**What the task asks:** Each record should be returned exactly as it is written.

----- Material supplied -----

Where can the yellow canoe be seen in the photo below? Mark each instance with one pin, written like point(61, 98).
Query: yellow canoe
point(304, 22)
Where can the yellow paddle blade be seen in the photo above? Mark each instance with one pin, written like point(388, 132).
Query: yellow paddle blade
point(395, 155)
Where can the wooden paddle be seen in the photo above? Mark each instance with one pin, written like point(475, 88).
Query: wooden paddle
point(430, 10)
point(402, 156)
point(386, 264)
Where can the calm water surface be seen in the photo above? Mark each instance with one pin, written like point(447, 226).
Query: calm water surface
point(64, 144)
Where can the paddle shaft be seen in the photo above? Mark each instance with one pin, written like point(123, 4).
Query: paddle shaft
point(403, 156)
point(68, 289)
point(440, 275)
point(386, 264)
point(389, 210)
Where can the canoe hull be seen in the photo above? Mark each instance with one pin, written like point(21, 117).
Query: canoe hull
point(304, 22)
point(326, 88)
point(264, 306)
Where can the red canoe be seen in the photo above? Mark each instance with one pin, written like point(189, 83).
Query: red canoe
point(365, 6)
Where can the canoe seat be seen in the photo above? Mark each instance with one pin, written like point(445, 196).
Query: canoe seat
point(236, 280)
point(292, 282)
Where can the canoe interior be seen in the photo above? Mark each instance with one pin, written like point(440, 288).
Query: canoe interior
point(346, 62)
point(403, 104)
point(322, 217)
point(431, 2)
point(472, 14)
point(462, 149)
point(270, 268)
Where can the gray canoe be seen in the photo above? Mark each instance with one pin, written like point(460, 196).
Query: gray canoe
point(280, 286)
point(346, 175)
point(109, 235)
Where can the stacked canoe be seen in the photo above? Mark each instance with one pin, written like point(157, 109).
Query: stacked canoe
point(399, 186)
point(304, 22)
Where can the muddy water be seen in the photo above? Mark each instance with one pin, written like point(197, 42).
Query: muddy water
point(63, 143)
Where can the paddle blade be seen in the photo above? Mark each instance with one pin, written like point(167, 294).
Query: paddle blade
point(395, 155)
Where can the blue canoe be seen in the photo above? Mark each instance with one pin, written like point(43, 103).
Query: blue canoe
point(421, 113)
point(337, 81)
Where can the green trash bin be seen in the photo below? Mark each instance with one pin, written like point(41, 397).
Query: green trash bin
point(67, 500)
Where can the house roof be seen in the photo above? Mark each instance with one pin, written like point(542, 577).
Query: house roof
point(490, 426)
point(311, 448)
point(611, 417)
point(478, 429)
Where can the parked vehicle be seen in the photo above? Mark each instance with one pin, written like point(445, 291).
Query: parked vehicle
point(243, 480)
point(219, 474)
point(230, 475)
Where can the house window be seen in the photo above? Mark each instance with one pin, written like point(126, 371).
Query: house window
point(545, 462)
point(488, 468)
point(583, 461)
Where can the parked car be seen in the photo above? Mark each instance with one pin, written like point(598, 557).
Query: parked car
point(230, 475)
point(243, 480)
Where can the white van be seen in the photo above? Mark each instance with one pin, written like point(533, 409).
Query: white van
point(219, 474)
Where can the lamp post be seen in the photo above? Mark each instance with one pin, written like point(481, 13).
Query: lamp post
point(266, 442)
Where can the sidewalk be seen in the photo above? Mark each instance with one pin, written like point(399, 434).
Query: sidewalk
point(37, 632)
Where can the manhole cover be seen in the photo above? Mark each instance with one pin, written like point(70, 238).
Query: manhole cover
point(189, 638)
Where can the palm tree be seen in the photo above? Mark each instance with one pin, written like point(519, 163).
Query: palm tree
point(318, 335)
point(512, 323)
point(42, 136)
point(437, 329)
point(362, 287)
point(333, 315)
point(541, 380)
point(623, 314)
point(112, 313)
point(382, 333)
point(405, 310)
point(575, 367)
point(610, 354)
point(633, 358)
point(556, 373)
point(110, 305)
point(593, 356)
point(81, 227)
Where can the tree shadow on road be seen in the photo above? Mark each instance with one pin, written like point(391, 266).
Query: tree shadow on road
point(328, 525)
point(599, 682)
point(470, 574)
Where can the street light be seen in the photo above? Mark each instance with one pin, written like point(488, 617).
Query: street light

-----

**Output:**
Where can the yellow canoe be seen in the photo below? Mark each instance with one pin, written like point(61, 98).
Query: yellow canoe
point(304, 22)
Where can the yellow paddle blade be seen in the photo above? Mark each instance with one pin, written like point(388, 132).
Query: yellow paddle blade
point(395, 155)
Where can the wooden paddle be seen in the photo above? Mark each instance with one pin, written like point(475, 88).
Query: wooden paddle
point(430, 10)
point(402, 156)
point(386, 264)
Where can the calm water surface be seen in the photo above? Mark each instance with one pin, written like point(447, 226).
Query: calm water surface
point(64, 144)
Where can the paddle shaft be seen in the photo above? Mark each instance with one pin, written like point(123, 4).
Query: paddle shaft
point(403, 156)
point(68, 289)
point(440, 275)
point(386, 264)
point(389, 210)
Where can the canoe hull be seen in the photo above? Mark each instance with one pin, written like point(21, 117).
Query: canoe hull
point(304, 22)
point(326, 88)
point(264, 306)
Where can the red canoe be seen in the photo above? Mark each instance with one pin, written like point(189, 83).
Query: red canoe
point(365, 6)
Where can the canoe seat be seen in the photo above? Mark each instance with one pin, written like point(445, 196).
Query: canoe seat
point(236, 280)
point(292, 282)
Where can the canoe interior be seen in the photo above? Mark each instance with one pin, written like point(440, 288).
Query: canoe interior
point(346, 62)
point(403, 104)
point(322, 217)
point(431, 2)
point(472, 14)
point(462, 149)
point(270, 268)
Where can the gray canoe be seen in the photo above? Mark each instance with one pin, written like point(460, 196).
Query: gray canoe
point(280, 286)
point(346, 175)
point(109, 235)
Where can the stacked canoe be seen in the photo above? Mark each instance with one pin, written like point(157, 109).
Query: stacked canoe
point(399, 186)
point(304, 22)
Where can the muddy water be seen in the photo above? Mark each instance with one pin, written like point(197, 42).
Query: muddy water
point(63, 143)
Where can the paddle blade be seen in the photo above? Mark each instance with one pin, written like point(167, 294).
Query: paddle blade
point(395, 155)
Where can the blue canoe be seen in the photo above? Mark each instance with one pin, written like point(43, 103).
Query: blue canoe
point(421, 113)
point(337, 81)
Where can the green trash bin be seen in the photo below? Mark each instance with one pin, written like point(41, 397).
Query: green trash bin
point(67, 500)
Where can the house roof be seen in the photo above? Mark each instance with one pin, written like point(542, 577).
Query: house roof
point(490, 426)
point(311, 448)
point(611, 417)
point(478, 429)
Where can the parked vehicle be seen in the photo above? Mark each instance with one pin, written like point(445, 291).
Query: parked vehicle
point(243, 480)
point(219, 474)
point(230, 475)
Where can the house window be seen in the photo above? Mark each instance with one pin, written like point(126, 371).
Query: house window
point(545, 462)
point(488, 468)
point(583, 461)
Where can the parked car be seen in the photo above? Mark each instance with one pin, written like point(598, 557).
Query: parked car
point(230, 475)
point(243, 480)
Where can the white van be seen in the photo above? Mark each instance with one pin, written like point(533, 409).
Query: white van
point(219, 474)
Where can the lamp post be seen in the photo above? Mark each instance with one pin, written like point(481, 13).
Query: lamp post
point(266, 442)
Where can the sidewalk be seen in the photo above? Mark each instance with one pin, written like point(399, 434).
Query: sidewalk
point(37, 632)
Where can the manhole cover be seen in the photo above? Mark each instance with one pin, written like point(70, 238).
Query: manhole cover
point(189, 638)
Where can the palm tree be seen in the photo above? Mark each instance with one pin, written like point(519, 163).
Query: palm tree
point(318, 335)
point(512, 323)
point(42, 136)
point(437, 329)
point(362, 287)
point(333, 315)
point(541, 380)
point(623, 314)
point(112, 313)
point(382, 333)
point(405, 310)
point(575, 367)
point(610, 354)
point(633, 358)
point(556, 373)
point(110, 305)
point(593, 356)
point(81, 227)
Where can the tree shadow on road be seen in the photo above? Mark each instance with one pin, written like point(391, 266).
Query: tree shadow on road
point(328, 525)
point(599, 682)
point(470, 574)
Where can the street light be seen in the photo above? Mark each instance with one pin, written like point(488, 617).
Query: street light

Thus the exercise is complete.